WHAT THE TASK REQUIRES
Rewrite every line of the items below as a Markdown table, omitting blank lines. Use the column headings Row and Text: Row holds the row number and Text holds the line.

(Extracted records)
- - -

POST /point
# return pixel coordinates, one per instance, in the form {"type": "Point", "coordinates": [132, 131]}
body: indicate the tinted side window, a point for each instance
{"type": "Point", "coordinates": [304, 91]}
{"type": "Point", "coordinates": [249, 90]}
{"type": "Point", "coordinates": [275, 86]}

- - -

REPLY
| Row | Text |
|---|---|
| 1 | POST /point |
| 2 | # return pixel coordinates, one per instance, in the form {"type": "Point", "coordinates": [132, 131]} |
| 3 | body: indicate the tinted side window, a point for each instance |
| 4 | {"type": "Point", "coordinates": [304, 91]} |
| 5 | {"type": "Point", "coordinates": [249, 90]} |
| 6 | {"type": "Point", "coordinates": [275, 86]} |